>> Start

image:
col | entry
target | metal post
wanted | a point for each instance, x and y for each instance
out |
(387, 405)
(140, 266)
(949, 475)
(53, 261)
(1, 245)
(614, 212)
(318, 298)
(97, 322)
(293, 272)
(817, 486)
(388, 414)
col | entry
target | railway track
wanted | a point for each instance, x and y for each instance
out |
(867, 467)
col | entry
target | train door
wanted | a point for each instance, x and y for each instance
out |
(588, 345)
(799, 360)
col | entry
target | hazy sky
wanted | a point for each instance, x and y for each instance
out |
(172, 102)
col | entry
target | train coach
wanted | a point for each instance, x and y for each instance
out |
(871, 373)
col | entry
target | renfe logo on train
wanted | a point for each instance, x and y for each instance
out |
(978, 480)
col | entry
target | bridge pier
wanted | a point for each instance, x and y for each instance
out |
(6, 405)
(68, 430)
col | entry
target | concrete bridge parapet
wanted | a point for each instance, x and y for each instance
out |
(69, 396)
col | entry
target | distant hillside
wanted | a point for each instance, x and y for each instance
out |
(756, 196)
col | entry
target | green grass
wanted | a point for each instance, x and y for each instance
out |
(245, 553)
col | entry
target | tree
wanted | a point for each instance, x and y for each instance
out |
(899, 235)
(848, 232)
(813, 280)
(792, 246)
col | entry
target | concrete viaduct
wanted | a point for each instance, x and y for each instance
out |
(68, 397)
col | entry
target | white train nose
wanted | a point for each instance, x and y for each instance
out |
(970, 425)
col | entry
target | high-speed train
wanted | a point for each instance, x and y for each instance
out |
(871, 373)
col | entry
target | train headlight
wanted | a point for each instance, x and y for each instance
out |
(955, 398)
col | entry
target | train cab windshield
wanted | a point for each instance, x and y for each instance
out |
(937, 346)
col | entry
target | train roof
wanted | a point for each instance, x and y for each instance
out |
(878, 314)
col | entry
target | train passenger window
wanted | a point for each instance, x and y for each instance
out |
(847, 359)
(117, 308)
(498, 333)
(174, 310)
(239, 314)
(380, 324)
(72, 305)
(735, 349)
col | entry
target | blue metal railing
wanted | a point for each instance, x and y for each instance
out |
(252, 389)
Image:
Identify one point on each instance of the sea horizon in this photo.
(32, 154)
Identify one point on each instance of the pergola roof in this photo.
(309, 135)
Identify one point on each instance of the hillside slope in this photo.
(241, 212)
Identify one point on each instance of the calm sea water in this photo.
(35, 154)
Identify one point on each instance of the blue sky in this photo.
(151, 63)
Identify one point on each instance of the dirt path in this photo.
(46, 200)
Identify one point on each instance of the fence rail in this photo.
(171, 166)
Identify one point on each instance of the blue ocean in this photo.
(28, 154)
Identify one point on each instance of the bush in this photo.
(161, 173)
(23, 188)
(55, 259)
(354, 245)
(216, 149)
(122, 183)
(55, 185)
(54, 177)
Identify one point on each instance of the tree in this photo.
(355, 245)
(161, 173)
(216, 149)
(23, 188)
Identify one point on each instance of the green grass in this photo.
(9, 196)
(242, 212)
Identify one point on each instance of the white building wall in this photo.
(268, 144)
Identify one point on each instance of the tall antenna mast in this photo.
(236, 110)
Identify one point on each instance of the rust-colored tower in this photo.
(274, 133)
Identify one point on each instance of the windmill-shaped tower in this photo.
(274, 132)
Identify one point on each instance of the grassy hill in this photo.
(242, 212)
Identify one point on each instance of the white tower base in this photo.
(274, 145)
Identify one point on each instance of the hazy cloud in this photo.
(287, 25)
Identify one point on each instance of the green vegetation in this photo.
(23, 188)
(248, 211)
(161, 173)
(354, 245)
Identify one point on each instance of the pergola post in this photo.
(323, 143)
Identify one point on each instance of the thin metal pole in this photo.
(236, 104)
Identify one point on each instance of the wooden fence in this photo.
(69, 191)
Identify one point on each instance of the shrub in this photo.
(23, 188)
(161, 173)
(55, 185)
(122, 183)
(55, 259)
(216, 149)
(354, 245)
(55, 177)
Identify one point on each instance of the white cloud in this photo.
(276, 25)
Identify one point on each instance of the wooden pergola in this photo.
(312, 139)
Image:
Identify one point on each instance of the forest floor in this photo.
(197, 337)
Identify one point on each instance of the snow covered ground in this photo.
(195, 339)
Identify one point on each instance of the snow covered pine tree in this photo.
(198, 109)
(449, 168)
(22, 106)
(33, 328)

>> End

TASK INSTRUCTIONS: Write out all of the records above, copying every line without any change.

SOLUTION:
image:
col | entry
target | metal post
wanted | a point for each instance, x and y for each instance
out |
(387, 405)
(140, 266)
(949, 475)
(53, 261)
(1, 245)
(614, 212)
(318, 298)
(97, 322)
(293, 272)
(817, 486)
(388, 414)
col | entry
target | railway track
wanted | a point for each instance, x and y for each instance
out |
(867, 467)
col | entry
target | train door
wanted | a point for each instance, x and y for each instance
out |
(588, 345)
(799, 360)
col | entry
target | hazy sky
wanted | a point for each instance, x and y for each instance
out |
(172, 102)
col | entry
target | train coach
wanted | a point for each instance, x and y for each instance
out |
(871, 373)
col | entry
target | renfe logo on train
wanted | a point for each instance, x and y for each instance
out |
(978, 480)
col | entry
target | bridge pier
wanted | a point for each instance, x and y for each instance
out |
(6, 405)
(68, 430)
col | entry
target | concrete bridge parapet
wanted | a point for each instance, x and y for each instance
out |
(69, 396)
col | entry
target | distant hillside
wanted | a point for each instance, x and y for each instance
out |
(756, 196)
col | entry
target | green grass
wanted | a point for each instance, x and y for each instance
out |
(245, 553)
col | entry
target | tree
wanted | a point for each instance, x and y for each instance
out |
(899, 235)
(848, 232)
(813, 280)
(792, 246)
col | entry
target | concrete viaduct
wanted | a point for each instance, x and y for each instance
out |
(68, 397)
col | entry
target | white train nose
wanted | a point for each instance, x and y for each instance
out |
(970, 425)
col | entry
target | high-speed train
wanted | a point for each instance, x and y for each instance
out |
(871, 373)
col | entry
target | train headlight
wanted | a point for each instance, x and y for each instance
out |
(955, 398)
col | entry
target | train cab windshield
wanted | a point for each instance, x and y for each instance
out |
(937, 346)
col | entry
target | train roof
wanted | a point for each instance, x and y for each instance
out |
(878, 314)
col | entry
target | train passenger window
wanted | a point for each instance, x and y for each instance
out |
(847, 359)
(117, 308)
(498, 333)
(174, 310)
(239, 314)
(380, 324)
(72, 305)
(735, 349)
col | entry
target | blue metal railing
wanted | a point for each instance, x and y for each instance
out |
(252, 389)
Image:
Identify one point on each instance of the sea horizon in this photo.
(32, 154)
Identify one point on each instance of the pergola roof in this photo.
(309, 135)
Identify one point on each instance of the hillside slope in this photo.
(241, 212)
Identify one point on each instance of the calm sea water in this photo.
(35, 154)
Identify one point on each instance of the blue sky in this photo.
(151, 63)
Identify one point on each instance of the dirt path in this photo.
(46, 200)
Identify one point on each instance of the fence rail in this photo.
(171, 166)
Identify one point on each instance of the blue ocean in this photo.
(28, 154)
Identify one point on each instance of the bush in this photo.
(161, 173)
(23, 188)
(55, 259)
(354, 245)
(216, 149)
(122, 183)
(55, 185)
(54, 177)
Identify one point on each instance of the tree in this photo.
(355, 245)
(161, 173)
(216, 149)
(23, 188)
Identify one point on each instance of the green grass in this photo.
(9, 196)
(242, 212)
Identify one point on each instance of the white building wall in this photo.
(268, 144)
Identify one point on each instance of the tall antenna mast in this photo.
(236, 110)
Identify one point on each instance of the rust-colored tower in this photo.
(274, 133)
Identify one point on each instance of the windmill-shaped tower in this photo.
(274, 132)
Identify one point on each instance of the grassy hill in this photo.
(242, 212)
Identify one point on each instance of the white tower base in this photo.
(274, 145)
Identify one point on each instance of the hazy cloud in this photo.
(287, 25)
Identify one point on each instance of the green vegetation in this photo.
(23, 188)
(248, 211)
(161, 173)
(354, 245)
Identify one point on each instance of the pergola post in this photo.
(323, 143)
Identify one point on each instance of the thin metal pole in this photo.
(236, 104)
Identify one point on each instance of the wooden fence in this photo.
(69, 191)
Identify one point on each instance of the shrub in this photo.
(23, 188)
(161, 173)
(55, 185)
(122, 183)
(55, 259)
(216, 149)
(354, 245)
(55, 177)
Identify one point on each instance of the white cloud in this photo.
(276, 25)
Identify one point on each instance of the wooden pergola in this photo.
(312, 139)
Image:
Identify one point on each instance of the forest floor in this photo.
(197, 337)
Identify one point on each instance of the snow covered ground in this photo.
(195, 339)
Identify one point on each instance of the snow covered pine tree in this photo.
(198, 109)
(449, 168)
(22, 106)
(33, 328)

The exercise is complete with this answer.